▶ [FRAGMENTO DEL DOCUMENTO]
———

Los jóvenes que lean lo aquí escrito no podrán imaginar lo que suponía en la España anterior a 1990 abortar, ni por la situación legal, ni por el oscurantismo que rodeaba la misma intervención, ni por la sensación pecaminosa del hecho, y mucho menos, por el desamparo y la tristeza que embargaban a la mujer o pareja que se decidía a llevar a cabo esa acción.
A la clínicas clandestinas accedías con un santo y seña, como aquella ubicada en la calle del General Yagüe de Madrid, donde después de entrar previa identificación en clave, te depositaban en un despacho desprovisto de ventanas, de paredes agrisadas y una sola mesa con dos sillas, tras la cual se encontraba un hipotético medico en batín que te explicaba con tonos graves y mirada apagada que la intervención la realizarían en una habitación contigua al despacho provista de todos los elementos necesarios a fin de llevarla a cabo de manera segura. El coste de la operación sería de 100.000 pesetas, unos 600 euros, y la convalecencia habría de realizarla la paciente en su casa bajo su propia responsabilidad. Tenías un par de días para tomar la decisión, dado que habitualmente el estado del embarazo era avanzado.
Solo los que han pasado por dicho trámite pueden percibir la dureza de esa experiencia clandestina, donde todo era plúmbeo, duro, triste, obsceno, además de conllevar la posibilidad de entrar en prisión, vaciada y sin apenas futuro.
Al final la mayoría partía a abortar a Londres, donde el pecado tan solo era propio, y cuya flema, propia del carácter anglosajón, brillaba con luz propia tras la experiencia infame de la clandestinidad abortiva española.

———

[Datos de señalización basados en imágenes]
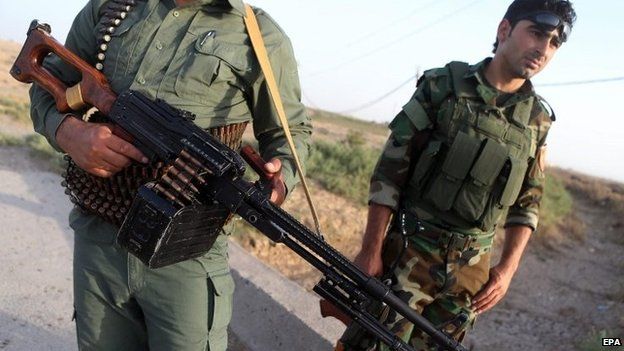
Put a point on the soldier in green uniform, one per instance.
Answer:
(467, 148)
(197, 56)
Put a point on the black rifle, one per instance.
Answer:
(166, 134)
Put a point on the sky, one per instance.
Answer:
(361, 57)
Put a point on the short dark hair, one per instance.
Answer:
(562, 8)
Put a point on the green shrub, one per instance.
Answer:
(19, 111)
(344, 168)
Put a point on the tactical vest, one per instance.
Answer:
(475, 161)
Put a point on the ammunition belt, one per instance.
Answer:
(111, 198)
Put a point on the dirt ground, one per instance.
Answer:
(557, 300)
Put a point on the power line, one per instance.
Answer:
(392, 91)
(373, 102)
(392, 24)
(420, 29)
(581, 82)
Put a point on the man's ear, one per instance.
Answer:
(504, 30)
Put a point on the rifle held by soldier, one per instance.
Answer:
(203, 171)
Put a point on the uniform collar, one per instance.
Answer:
(237, 5)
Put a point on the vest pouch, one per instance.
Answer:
(475, 193)
(456, 165)
(422, 169)
(514, 182)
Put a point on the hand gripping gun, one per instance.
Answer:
(215, 172)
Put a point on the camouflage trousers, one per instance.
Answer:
(437, 275)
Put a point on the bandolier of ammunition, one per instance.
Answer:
(111, 198)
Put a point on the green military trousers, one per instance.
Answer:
(121, 304)
(437, 275)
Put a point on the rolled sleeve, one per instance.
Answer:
(525, 211)
(267, 126)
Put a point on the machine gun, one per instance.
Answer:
(215, 174)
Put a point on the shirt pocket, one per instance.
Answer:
(216, 72)
(117, 51)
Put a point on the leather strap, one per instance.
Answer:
(265, 65)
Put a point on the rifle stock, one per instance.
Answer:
(166, 134)
(92, 90)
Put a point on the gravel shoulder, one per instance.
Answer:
(557, 299)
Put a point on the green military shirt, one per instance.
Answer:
(197, 58)
(424, 112)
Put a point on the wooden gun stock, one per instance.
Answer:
(92, 90)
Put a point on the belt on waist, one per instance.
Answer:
(456, 241)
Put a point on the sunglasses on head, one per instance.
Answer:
(550, 21)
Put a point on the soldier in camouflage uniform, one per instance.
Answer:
(196, 55)
(467, 148)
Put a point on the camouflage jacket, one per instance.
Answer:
(437, 110)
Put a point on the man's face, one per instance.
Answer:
(527, 48)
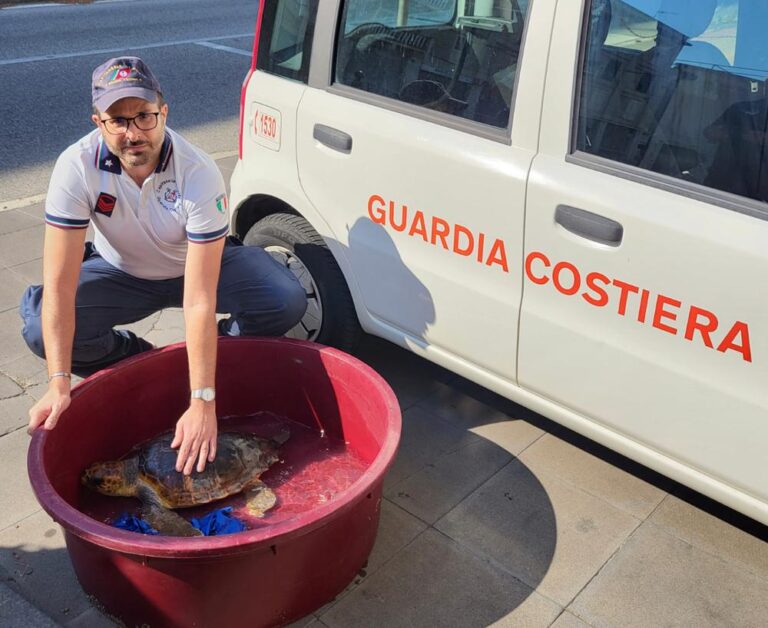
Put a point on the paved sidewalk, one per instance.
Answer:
(492, 515)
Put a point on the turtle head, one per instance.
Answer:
(110, 478)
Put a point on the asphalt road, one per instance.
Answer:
(199, 50)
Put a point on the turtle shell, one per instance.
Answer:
(240, 459)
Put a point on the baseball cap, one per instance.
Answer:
(122, 77)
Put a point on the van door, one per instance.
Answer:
(405, 146)
(646, 260)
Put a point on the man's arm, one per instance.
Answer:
(62, 257)
(197, 428)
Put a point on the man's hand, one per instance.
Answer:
(49, 409)
(196, 437)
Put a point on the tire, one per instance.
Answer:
(330, 318)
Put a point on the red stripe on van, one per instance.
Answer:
(248, 77)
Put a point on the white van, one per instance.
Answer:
(562, 200)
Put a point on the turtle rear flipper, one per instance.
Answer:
(259, 498)
(161, 519)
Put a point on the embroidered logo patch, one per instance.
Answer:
(168, 195)
(105, 204)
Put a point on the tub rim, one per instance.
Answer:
(109, 537)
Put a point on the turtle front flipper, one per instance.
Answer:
(259, 498)
(163, 520)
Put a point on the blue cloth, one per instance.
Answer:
(215, 523)
(133, 524)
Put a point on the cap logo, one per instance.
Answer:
(120, 73)
(168, 195)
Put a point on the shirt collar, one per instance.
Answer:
(106, 160)
(165, 154)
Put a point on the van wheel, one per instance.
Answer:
(330, 318)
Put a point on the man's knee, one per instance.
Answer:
(295, 299)
(32, 331)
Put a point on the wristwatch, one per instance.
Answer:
(206, 394)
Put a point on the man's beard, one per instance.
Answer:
(139, 159)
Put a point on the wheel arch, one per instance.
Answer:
(256, 207)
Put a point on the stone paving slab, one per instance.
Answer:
(14, 414)
(411, 377)
(30, 273)
(525, 515)
(17, 501)
(659, 580)
(569, 620)
(592, 475)
(11, 287)
(447, 480)
(27, 370)
(437, 582)
(12, 345)
(17, 612)
(548, 534)
(21, 246)
(34, 553)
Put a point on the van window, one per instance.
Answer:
(678, 87)
(285, 38)
(454, 56)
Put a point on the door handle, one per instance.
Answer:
(588, 225)
(333, 138)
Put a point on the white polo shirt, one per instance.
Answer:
(141, 230)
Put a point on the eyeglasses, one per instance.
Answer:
(145, 121)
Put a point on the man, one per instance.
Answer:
(158, 206)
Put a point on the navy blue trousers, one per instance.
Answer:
(262, 296)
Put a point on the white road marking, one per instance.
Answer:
(48, 5)
(238, 51)
(31, 200)
(86, 53)
(21, 202)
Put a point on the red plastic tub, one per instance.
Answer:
(297, 558)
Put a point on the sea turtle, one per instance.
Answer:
(149, 473)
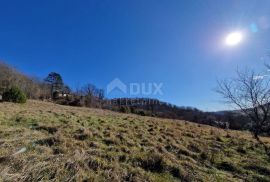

———

▶ [INSTRUCCIONES DE TRABAJO] Indica si cada afirmación concuerda con el texto sobre el aborto clandestino en España, respondiendo sí o no y citando literalmente las palabras del texto que lo deciden. 1. La operación en la clínica de la calle del General Yagüe costaba 100.000 pesetas. 2. La paciente pasaba la convalecencia en la propia clínica. 3. Al final, la mayoría se iba a abortar a Londres. Las entradas no intervienen en esta tarea.

▶ [RESULTADO]
1. Sí: "El coste de la operación sería de 100.000 pesetas, unos 600 euros".
2. No: "la convalecencia habría de realizarla la paciente en su casa bajo su propia responsabilidad".
3. Sí: "Al final la mayoría partía a abortar a Londres".